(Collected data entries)
________________

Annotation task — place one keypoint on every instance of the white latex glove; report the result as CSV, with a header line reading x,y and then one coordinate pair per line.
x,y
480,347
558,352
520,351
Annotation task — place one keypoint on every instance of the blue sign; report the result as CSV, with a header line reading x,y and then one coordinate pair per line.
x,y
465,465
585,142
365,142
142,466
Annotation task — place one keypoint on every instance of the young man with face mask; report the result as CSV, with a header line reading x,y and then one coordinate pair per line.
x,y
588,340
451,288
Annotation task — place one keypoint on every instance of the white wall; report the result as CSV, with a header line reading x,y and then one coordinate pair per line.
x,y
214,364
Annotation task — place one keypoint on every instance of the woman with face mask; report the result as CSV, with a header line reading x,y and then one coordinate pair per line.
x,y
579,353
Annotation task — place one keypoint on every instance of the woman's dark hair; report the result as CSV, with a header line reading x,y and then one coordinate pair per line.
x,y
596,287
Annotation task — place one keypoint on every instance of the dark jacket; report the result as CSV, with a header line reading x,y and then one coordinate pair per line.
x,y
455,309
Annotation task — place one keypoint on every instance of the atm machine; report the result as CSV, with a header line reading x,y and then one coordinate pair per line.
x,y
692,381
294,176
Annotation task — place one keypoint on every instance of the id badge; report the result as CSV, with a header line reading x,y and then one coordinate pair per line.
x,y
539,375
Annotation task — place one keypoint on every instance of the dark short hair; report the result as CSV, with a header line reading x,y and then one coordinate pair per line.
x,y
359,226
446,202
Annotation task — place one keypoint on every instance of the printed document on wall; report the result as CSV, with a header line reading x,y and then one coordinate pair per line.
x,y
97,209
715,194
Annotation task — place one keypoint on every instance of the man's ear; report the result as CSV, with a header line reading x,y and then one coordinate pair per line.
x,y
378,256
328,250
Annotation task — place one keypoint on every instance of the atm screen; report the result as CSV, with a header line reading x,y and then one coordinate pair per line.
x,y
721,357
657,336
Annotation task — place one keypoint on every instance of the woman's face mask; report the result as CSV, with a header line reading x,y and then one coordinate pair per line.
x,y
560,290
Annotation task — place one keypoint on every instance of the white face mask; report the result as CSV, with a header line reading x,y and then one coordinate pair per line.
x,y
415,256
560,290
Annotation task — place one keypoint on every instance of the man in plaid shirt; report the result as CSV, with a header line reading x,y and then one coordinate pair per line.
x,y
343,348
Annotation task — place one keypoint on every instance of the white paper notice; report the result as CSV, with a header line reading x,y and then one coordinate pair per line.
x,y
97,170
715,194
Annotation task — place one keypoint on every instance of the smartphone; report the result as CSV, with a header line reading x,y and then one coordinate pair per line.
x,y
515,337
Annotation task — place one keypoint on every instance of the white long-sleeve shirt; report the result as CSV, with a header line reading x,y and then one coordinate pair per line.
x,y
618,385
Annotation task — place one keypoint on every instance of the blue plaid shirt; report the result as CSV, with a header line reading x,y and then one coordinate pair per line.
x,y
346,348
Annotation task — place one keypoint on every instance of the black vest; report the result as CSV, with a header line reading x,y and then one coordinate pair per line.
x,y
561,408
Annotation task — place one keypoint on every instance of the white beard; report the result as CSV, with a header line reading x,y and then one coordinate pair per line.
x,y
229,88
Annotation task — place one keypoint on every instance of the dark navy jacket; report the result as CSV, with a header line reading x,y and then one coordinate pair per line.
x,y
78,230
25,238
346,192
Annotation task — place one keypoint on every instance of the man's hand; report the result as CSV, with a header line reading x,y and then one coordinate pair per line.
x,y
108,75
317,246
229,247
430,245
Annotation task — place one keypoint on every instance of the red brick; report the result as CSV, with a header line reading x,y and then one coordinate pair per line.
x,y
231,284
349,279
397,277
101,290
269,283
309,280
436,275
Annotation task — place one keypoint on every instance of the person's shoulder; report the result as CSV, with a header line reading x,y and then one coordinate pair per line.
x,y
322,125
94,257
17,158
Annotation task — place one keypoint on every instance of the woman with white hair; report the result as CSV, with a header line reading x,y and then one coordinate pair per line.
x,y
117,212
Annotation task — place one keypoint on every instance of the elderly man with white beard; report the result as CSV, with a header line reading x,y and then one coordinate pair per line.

________________

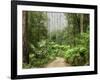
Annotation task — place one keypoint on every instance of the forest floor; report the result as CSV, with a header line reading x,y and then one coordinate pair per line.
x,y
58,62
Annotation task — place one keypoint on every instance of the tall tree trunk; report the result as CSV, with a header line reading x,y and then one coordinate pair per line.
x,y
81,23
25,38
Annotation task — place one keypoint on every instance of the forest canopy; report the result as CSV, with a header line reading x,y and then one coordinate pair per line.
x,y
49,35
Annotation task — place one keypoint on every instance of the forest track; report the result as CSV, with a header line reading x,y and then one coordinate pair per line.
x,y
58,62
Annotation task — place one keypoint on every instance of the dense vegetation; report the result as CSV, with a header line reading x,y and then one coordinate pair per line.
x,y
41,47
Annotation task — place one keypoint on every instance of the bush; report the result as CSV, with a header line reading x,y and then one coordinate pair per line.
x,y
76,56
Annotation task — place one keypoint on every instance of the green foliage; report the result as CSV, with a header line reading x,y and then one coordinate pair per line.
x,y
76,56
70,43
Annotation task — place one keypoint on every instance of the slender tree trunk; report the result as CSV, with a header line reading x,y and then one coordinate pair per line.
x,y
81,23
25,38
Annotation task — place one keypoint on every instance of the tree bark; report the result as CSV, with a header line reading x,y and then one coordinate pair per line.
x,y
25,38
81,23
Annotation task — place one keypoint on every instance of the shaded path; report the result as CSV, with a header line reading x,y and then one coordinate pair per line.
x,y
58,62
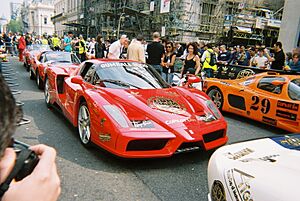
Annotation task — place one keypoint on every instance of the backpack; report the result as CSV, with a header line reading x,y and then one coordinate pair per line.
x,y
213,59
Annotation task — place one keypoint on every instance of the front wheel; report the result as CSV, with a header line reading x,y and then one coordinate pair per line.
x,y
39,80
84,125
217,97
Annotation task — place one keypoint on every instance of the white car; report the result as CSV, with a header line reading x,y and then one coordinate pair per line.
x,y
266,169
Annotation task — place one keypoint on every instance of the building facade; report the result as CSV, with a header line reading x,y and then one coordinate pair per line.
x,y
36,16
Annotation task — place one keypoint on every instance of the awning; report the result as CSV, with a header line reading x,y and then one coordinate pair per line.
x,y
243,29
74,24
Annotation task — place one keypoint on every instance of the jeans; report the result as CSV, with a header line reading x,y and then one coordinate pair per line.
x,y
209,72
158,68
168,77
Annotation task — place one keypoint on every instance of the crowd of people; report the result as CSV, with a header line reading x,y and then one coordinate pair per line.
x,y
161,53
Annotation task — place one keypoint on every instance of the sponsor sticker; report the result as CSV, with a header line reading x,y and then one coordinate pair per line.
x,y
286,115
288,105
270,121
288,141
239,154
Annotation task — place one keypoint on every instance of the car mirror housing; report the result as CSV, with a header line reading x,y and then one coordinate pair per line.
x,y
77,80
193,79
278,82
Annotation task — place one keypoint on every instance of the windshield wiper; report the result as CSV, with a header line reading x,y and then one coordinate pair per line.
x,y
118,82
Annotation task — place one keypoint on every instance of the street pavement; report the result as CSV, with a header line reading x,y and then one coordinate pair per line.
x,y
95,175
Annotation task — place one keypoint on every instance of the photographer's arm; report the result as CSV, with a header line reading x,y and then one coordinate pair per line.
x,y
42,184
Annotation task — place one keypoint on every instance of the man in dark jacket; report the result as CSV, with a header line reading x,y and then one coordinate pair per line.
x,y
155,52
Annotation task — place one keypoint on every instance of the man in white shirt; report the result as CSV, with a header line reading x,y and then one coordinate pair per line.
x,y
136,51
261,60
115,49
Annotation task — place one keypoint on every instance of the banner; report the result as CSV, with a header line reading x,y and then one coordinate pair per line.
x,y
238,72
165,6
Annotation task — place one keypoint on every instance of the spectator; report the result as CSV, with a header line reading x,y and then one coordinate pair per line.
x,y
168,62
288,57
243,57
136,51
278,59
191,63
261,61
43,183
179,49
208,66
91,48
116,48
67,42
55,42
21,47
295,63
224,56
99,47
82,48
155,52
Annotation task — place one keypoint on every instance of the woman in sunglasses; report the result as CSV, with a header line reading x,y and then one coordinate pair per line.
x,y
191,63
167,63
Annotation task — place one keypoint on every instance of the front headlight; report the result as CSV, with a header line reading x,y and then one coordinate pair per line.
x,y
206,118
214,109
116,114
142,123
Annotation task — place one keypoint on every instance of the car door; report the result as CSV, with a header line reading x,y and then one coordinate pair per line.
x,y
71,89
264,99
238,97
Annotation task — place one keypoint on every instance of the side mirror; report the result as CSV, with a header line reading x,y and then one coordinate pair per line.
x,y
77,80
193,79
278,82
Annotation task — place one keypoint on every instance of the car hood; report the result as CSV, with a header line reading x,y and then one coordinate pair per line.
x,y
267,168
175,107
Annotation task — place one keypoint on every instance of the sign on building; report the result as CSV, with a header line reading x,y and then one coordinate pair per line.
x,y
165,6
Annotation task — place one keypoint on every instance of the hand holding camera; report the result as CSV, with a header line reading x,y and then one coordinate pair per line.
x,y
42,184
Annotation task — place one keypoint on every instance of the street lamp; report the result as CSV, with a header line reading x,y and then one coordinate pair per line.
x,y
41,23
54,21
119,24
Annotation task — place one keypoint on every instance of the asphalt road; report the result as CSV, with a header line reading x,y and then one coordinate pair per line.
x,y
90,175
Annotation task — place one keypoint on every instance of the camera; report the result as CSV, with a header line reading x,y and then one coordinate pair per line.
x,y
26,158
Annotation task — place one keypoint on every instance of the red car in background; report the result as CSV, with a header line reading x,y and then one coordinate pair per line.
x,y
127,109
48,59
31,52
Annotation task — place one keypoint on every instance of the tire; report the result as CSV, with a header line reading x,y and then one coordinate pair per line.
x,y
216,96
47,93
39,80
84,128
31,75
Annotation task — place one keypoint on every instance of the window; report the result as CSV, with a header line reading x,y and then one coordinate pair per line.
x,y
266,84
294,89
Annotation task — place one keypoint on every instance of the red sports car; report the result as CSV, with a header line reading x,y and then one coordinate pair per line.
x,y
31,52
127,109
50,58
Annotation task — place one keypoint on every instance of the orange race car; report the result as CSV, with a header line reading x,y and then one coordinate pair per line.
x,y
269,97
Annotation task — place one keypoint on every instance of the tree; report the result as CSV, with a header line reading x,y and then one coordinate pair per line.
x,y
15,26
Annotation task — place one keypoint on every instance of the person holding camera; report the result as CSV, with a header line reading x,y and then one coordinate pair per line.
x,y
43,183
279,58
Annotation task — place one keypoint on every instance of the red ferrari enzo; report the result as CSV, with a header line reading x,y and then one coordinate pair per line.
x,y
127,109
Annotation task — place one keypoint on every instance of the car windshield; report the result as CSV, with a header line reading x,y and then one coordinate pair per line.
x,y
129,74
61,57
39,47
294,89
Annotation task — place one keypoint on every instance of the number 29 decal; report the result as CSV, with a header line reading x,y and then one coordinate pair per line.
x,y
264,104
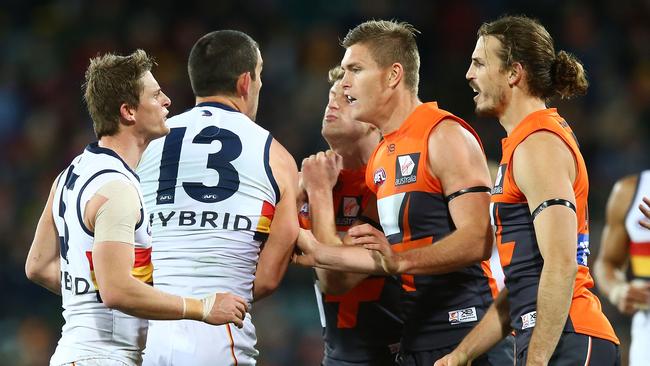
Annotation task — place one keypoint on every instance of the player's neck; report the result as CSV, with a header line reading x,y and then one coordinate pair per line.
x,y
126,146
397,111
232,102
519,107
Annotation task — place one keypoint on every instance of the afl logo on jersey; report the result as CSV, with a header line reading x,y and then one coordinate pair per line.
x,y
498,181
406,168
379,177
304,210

________________

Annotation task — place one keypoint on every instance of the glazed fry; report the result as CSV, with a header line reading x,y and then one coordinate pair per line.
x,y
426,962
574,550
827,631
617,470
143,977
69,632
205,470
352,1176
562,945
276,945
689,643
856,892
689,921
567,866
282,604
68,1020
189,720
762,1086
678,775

________________

§ Task to complete
Could you return exactly the lines above from the line with "the red brick;" to the line with "of the elderly", both included, and nothing else?

§ Task answer
Annotation task — place one keypoint on every instance of the red brick; report the result as CSV, with a header line reading x,y and then one coordinate pair per line.
x,y
231,284
349,279
397,277
101,290
269,283
309,280
436,275
Annotation task — place one keypoint on every instance of the person's shoulder; report the result as CSV, with a header line reading x,y and then one coordinate pair per line.
x,y
322,125
94,257
17,158
Annotation task — place one keypoint on every instance of the woman with white hair; report the result as CSV, with a header line reading x,y and then one coordinate pair per line.
x,y
117,212
Annotation task — place one keypoint on every instance of the elderly man with white beard; report the result as CSV, with a header line reading x,y and then one coordinate pair per line.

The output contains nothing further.